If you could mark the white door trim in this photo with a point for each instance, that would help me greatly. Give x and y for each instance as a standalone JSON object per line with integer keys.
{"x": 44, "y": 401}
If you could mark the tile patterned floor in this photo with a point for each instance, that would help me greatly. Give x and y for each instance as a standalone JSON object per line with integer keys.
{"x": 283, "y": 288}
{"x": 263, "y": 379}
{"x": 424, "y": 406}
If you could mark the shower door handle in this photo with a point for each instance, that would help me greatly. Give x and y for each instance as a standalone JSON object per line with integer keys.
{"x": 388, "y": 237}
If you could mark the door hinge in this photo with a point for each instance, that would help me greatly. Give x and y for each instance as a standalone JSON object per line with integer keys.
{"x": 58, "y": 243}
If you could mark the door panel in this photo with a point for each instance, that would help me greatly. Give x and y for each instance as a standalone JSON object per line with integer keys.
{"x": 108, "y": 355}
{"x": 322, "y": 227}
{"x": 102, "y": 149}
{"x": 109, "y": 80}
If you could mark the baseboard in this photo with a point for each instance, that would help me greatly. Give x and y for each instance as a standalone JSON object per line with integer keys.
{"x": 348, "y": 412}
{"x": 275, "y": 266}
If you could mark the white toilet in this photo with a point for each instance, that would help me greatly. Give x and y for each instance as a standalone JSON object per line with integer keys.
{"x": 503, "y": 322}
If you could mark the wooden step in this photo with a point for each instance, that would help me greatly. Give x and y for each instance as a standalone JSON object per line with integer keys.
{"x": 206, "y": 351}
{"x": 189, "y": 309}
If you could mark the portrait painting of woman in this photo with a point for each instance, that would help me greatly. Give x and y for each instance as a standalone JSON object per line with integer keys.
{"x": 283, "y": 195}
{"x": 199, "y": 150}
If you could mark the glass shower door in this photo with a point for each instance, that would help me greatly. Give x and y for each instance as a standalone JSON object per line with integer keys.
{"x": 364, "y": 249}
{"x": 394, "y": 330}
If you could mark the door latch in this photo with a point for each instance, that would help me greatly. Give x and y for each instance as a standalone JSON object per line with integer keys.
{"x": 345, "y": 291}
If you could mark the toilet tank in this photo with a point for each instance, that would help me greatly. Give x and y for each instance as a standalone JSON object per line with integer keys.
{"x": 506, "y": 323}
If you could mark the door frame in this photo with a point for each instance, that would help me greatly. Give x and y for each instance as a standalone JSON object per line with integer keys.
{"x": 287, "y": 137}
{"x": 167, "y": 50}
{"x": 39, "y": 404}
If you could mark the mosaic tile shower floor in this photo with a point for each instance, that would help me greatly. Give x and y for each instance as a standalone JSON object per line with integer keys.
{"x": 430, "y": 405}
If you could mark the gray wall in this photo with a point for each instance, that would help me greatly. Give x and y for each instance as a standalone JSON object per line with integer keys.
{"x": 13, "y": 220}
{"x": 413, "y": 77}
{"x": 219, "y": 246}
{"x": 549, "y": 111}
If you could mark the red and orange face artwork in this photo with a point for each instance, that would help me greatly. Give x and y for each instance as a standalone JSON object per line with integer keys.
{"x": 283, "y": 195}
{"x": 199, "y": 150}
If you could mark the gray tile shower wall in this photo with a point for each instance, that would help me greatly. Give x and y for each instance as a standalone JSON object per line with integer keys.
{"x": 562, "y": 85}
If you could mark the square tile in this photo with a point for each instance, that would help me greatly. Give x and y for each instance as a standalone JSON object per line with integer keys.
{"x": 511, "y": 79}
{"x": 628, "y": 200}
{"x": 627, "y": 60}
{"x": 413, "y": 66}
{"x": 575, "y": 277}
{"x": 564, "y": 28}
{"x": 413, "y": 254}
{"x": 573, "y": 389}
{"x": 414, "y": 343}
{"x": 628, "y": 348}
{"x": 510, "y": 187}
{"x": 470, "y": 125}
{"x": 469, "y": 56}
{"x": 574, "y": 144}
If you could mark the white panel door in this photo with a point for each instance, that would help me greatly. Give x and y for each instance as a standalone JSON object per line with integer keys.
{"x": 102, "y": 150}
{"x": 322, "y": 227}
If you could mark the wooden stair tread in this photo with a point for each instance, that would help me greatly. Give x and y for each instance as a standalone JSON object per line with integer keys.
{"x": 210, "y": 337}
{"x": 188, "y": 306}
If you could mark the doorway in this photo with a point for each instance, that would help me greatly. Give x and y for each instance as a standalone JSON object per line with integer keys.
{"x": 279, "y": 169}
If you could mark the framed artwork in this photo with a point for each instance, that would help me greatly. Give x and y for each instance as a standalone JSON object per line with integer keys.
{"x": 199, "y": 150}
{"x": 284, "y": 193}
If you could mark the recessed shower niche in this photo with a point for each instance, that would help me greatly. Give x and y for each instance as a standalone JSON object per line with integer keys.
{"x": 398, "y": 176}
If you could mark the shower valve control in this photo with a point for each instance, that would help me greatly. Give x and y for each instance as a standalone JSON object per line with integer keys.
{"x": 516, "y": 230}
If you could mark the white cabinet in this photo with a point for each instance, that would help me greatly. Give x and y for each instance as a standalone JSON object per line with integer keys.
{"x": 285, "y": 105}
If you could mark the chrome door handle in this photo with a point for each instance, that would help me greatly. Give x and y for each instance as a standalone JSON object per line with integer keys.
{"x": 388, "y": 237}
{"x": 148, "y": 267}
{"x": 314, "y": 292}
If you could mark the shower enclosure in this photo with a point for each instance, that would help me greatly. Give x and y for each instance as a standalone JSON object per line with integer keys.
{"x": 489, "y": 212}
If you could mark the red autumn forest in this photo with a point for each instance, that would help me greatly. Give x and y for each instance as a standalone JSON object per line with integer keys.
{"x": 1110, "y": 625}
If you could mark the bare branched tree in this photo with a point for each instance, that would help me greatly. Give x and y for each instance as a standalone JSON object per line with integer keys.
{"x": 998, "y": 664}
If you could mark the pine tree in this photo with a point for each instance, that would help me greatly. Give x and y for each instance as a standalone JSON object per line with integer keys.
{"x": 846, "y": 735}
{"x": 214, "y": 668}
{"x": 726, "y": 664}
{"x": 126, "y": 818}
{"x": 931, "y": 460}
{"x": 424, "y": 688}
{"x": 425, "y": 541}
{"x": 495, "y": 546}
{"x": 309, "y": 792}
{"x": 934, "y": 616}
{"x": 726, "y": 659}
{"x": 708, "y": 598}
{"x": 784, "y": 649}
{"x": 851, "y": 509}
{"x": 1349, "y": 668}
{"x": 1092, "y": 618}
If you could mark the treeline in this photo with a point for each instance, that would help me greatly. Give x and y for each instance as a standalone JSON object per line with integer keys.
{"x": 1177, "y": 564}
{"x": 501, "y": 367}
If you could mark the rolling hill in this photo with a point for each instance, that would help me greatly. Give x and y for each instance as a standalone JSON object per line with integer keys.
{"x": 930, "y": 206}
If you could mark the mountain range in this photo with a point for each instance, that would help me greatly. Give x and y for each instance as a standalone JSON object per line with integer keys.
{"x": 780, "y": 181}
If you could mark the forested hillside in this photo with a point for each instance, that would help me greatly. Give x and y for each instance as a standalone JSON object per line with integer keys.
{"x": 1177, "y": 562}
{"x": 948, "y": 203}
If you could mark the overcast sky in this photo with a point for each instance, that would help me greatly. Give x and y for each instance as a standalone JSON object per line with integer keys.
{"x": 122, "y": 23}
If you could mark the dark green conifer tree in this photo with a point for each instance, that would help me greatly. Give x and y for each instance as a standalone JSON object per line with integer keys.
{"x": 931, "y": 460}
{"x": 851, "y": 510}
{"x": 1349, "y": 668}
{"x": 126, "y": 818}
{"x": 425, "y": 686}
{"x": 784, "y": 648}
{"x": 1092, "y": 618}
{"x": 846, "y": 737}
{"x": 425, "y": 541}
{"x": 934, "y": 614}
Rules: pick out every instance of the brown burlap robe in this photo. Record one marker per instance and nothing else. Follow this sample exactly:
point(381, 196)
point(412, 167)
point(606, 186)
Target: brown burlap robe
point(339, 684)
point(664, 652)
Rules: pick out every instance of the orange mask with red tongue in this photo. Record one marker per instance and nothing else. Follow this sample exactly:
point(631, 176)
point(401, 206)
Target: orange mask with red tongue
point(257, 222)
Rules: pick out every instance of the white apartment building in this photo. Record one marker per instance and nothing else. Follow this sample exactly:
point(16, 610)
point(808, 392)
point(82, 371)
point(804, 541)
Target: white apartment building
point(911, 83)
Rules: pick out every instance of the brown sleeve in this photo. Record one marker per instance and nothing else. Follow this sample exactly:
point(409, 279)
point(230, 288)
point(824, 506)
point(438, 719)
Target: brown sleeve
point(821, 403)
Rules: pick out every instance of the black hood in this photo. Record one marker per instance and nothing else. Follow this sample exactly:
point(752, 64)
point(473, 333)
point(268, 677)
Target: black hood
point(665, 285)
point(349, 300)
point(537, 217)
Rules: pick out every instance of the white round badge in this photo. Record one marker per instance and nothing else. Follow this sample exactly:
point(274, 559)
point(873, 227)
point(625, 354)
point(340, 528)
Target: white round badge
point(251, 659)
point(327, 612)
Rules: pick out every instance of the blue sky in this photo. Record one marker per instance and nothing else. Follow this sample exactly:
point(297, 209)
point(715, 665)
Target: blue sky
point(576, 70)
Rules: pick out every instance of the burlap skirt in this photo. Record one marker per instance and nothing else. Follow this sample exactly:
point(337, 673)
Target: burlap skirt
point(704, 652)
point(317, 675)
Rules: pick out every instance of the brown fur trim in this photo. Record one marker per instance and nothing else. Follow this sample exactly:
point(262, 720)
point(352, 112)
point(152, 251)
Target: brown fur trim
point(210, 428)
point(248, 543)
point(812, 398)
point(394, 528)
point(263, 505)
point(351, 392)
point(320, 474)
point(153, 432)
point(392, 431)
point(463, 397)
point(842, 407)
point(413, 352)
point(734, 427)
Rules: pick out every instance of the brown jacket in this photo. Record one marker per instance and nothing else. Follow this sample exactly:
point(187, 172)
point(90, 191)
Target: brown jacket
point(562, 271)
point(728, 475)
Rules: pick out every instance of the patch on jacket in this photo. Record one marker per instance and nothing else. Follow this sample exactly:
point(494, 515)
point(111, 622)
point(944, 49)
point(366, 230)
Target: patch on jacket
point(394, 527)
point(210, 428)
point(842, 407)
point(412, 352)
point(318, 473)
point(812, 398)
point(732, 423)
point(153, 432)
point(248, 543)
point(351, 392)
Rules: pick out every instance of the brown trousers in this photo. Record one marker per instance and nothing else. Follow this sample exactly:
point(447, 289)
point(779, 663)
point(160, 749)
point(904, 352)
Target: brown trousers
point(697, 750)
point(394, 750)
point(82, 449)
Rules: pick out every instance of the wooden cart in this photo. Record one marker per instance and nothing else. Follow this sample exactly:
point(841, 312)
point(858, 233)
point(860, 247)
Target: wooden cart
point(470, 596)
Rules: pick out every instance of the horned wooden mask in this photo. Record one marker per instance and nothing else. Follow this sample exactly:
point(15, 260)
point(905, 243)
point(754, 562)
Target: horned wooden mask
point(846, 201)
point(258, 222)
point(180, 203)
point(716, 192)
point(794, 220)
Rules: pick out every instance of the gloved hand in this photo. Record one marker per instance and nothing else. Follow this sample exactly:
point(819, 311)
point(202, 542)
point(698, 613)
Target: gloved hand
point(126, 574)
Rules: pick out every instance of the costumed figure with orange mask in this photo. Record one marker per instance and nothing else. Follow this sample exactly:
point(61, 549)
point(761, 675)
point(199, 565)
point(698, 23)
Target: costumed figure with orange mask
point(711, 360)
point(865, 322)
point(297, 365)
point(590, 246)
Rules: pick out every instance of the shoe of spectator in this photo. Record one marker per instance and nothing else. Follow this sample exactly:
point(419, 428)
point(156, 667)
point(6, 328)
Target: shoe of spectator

## Task to complete:
Reproduce the final stretch of the data above: every line from the one holding "Rules: pick out every instance of the horned" through the end, inclusive, exactly as written and nothing else.

## Reply:
Rules: pick out every instance of the horned wooden mask in this photo. Record one marker per instance and nothing else. Follow this sample exactly:
point(15, 260)
point(905, 243)
point(754, 562)
Target: horned wooden mask
point(846, 201)
point(258, 222)
point(180, 203)
point(716, 192)
point(794, 220)
Rules: pick out every instance of the gloved hand in this photo. Record one marker per instance and nothing else. Follow this sample exactly:
point(819, 311)
point(202, 542)
point(698, 613)
Target: gloved hand
point(126, 574)
Rules: pick out every instance of the costumed figure with orange mask in this photo. Record one marker per instance and nothing else. Follow this sample exactly:
point(61, 549)
point(761, 675)
point(199, 565)
point(698, 23)
Target: costumed figure with orange mask
point(711, 360)
point(865, 322)
point(297, 365)
point(590, 246)
Rules: pick out every instance of the shoe of spectator in this photo. Record one marker per instance and nothing else. Follow this sample exactly:
point(419, 428)
point(156, 667)
point(6, 328)
Target: shoe of spectator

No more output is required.